# [ITEMS]

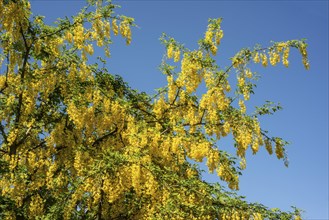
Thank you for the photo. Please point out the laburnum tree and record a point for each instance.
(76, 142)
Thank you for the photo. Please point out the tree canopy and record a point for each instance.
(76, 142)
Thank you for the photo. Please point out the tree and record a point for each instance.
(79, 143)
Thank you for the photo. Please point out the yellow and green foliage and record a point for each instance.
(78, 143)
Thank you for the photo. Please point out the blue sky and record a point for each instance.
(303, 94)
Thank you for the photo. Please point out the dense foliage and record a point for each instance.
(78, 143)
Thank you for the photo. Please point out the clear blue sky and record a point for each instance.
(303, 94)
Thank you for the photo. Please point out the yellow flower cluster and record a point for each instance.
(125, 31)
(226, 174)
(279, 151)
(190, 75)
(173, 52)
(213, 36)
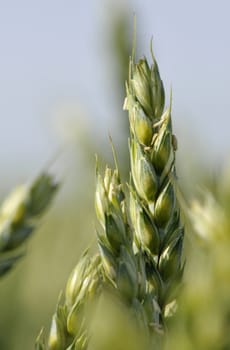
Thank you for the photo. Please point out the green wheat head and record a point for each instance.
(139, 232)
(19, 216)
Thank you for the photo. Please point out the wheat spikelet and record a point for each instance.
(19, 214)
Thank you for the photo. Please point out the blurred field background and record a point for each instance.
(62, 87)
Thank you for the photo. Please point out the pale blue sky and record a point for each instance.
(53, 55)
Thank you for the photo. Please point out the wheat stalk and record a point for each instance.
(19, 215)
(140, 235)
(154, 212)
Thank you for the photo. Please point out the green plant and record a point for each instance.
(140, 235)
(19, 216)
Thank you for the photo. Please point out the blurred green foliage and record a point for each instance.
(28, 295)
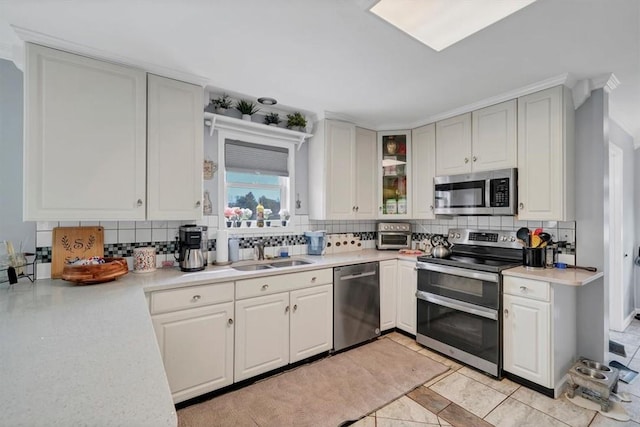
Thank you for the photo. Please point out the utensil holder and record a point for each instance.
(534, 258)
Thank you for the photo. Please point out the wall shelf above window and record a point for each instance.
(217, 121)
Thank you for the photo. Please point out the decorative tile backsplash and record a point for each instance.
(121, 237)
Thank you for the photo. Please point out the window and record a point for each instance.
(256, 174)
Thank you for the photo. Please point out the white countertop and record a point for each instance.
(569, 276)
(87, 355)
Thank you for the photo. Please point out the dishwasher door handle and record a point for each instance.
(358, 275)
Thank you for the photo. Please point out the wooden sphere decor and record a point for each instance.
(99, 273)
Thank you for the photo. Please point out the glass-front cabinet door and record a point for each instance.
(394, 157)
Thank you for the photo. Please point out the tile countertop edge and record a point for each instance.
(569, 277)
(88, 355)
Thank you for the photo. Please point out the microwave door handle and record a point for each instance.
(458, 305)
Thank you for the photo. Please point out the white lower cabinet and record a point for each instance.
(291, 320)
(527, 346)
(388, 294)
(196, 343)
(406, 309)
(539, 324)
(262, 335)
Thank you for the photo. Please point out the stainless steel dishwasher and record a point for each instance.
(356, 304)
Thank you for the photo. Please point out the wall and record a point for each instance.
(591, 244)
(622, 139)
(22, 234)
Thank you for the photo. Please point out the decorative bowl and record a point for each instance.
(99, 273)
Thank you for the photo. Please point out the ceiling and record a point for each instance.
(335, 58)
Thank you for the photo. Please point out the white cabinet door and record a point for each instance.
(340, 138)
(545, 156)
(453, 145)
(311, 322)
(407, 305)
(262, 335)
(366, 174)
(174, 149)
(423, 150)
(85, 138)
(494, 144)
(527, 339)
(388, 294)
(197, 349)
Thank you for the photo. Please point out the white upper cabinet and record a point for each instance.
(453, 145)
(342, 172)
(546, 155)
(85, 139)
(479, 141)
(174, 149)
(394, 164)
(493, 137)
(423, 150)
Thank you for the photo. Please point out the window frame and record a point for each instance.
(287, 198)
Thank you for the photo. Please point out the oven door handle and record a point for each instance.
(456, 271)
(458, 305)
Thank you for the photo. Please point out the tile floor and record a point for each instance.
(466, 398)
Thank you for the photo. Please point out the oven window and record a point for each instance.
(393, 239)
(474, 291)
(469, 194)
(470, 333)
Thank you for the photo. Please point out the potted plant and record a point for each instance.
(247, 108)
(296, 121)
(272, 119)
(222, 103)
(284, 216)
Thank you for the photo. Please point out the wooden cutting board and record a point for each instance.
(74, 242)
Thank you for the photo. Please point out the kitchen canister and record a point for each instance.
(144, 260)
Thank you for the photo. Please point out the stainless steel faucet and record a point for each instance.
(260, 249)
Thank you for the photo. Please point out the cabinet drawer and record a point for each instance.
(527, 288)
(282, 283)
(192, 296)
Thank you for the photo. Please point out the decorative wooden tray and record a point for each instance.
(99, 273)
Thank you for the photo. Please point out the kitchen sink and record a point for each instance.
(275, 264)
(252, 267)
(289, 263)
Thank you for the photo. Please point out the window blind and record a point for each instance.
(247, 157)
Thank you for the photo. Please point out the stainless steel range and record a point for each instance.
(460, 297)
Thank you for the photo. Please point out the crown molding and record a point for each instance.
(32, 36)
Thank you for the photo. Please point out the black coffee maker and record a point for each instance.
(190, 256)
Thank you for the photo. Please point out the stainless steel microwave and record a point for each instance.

# [YOUR TASK]
Transcribe all the data word for word; the images stay out.

# [SOLUTION FOR THIS PROBLEM]
Thank you for the photo. Please point out the laburnum tree and record a point for each instance.
(76, 142)
Thank you for the photo. Please point out the tree canopy and record a point for each instance.
(76, 142)
Thank you for the photo. Please point out the tree and record a point for each instance.
(79, 143)
Thank you for the photo. Please point out the yellow and green foliage and record a point for each instance.
(78, 143)
Thank you for the photo. Please point out the blue sky and record a point for each instance.
(303, 94)
Thank you for the photo. Please point out the dense foliage and record a point for each instance.
(78, 143)
Thank you for the photo. Please point out the clear blue sky and record a point for each instance.
(303, 94)
Thank you for the photo. Please point out the yellow flower cluster and record a point for each instance.
(125, 31)
(226, 174)
(279, 151)
(190, 75)
(173, 52)
(213, 36)
Thank you for the photo. Please point out the green wheat head and record a point for each instance.
(139, 232)
(19, 216)
Thank you for the photo. Please point out the wheat spikelet and record a point for each instance.
(19, 214)
Thank you for the photo. Please point out the blurred field background and record a point for each instance.
(62, 87)
Thank you for the photo. Please point out the pale blue sky and record a point for each instance.
(53, 55)
Thank you for the photo. Please point out the wheat stalk and record a point for each instance.
(19, 215)
(140, 235)
(154, 212)
Thank you for the photo. Please point out the green plant and record a point for each instance.
(140, 235)
(19, 216)
Thank you for the photo. Please point out the blurred green foliage and record a point for each instance.
(28, 295)
Thank you for the photo. Please point out the utensil holder and record a point for each instance.
(534, 258)
Thank you for the photo. Please point out the wall shelf above window and record a point for each instance.
(217, 121)
Thank you for the photo. Please point out the decorative tile backsplash and record a point for each instance.
(121, 237)
Thank you for the photo. Please point out the window and record a point for each instance.
(256, 174)
Thank you for the photo. Please point out the white countertop and record a point for each instance.
(569, 276)
(87, 355)
Thank you for the photo. Please point out the dishwasher door handle and record a point for each instance.
(358, 275)
Thank you for the photo. Please point out the wooden sphere decor and record a point for each instance.
(99, 273)
Thank you for the photo. Please point out the glass-front cabinet door and record a point for each instance.
(394, 157)
Thank you for the photo. Please point out the tile countertop edge and record a point for each instance.
(569, 277)
(88, 355)
Thank you for the photo. Please point out the microwave door handle and record a point for each instance.
(458, 305)
Thank you for the photo. Please point out the white lower cabinet and record a point for each instance.
(291, 320)
(527, 346)
(388, 294)
(196, 343)
(406, 309)
(539, 324)
(262, 335)
Thank you for the photo. Please point out the stainless steel dishwasher and record a point for each instance.
(356, 304)
Thank you for the photo. Please point out the wall and record a point for each instance.
(591, 244)
(622, 139)
(22, 234)
Thank you for the photo. Please point out the decorative bowl and record a point for each instance.
(99, 273)
Thank you for the photo. Please point out the ceiling and record a point for each instance.
(335, 58)
Thank you for the photo. Please point out the white cabinet door and record a point for each instance.
(340, 138)
(545, 156)
(453, 145)
(311, 322)
(407, 305)
(262, 335)
(366, 174)
(174, 149)
(423, 150)
(85, 138)
(494, 144)
(527, 339)
(388, 294)
(197, 349)
Thank you for the photo. Please point out the white upper cabinet and record a point for each instance.
(453, 145)
(342, 172)
(546, 155)
(85, 139)
(479, 141)
(174, 149)
(394, 164)
(493, 137)
(423, 150)
Thank you for the photo. Please point out the window frame and record a point for each instance.
(287, 198)
Thank you for the photo. Please point out the oven door handle and record a point for each instance.
(456, 271)
(458, 305)
Thank you for the photo. Please point out the tile floor and record a point for each instance.
(466, 398)
Thank you for the photo. Please point out the oven window and record a point for each instance.
(393, 239)
(474, 291)
(469, 194)
(470, 333)
Thank you for the photo. Please point out the potted plant and record a point for each instance.
(247, 108)
(296, 121)
(272, 119)
(222, 103)
(284, 216)
Thank you for the photo. Please point out the wooden cutting board and record a point for each instance.
(74, 242)
Thank you for the photo. Please point out the kitchen canister and record a point for each instance.
(144, 260)
Thank you for the photo. Please point out the stainless steel faucet and record a point for each instance.
(260, 249)
Thank you for the photo. Please point out the cabinet drawer and record a point for each instance.
(527, 288)
(282, 283)
(192, 296)
Thank you for the photo. Please point out the decorative wooden tray and record a point for each instance.
(99, 273)
Thank you for the photo. Please point out the kitchen sink and record a point for each instance.
(275, 264)
(252, 267)
(289, 263)
Thank you for the photo. Please point out the window blind and record a point for each instance.
(247, 157)
Thank you for the photo. Please point out the stainless steel range and record a point for each instance.
(460, 297)
Thank you for the photo. Please point out the crown molding and record a point for each instance.
(32, 36)
Thank you for the photo. Please point out the black coffee maker and record a point for each instance.
(190, 256)
Thank you for the photo. Please point out the stainless steel microwave and record a point for each instance.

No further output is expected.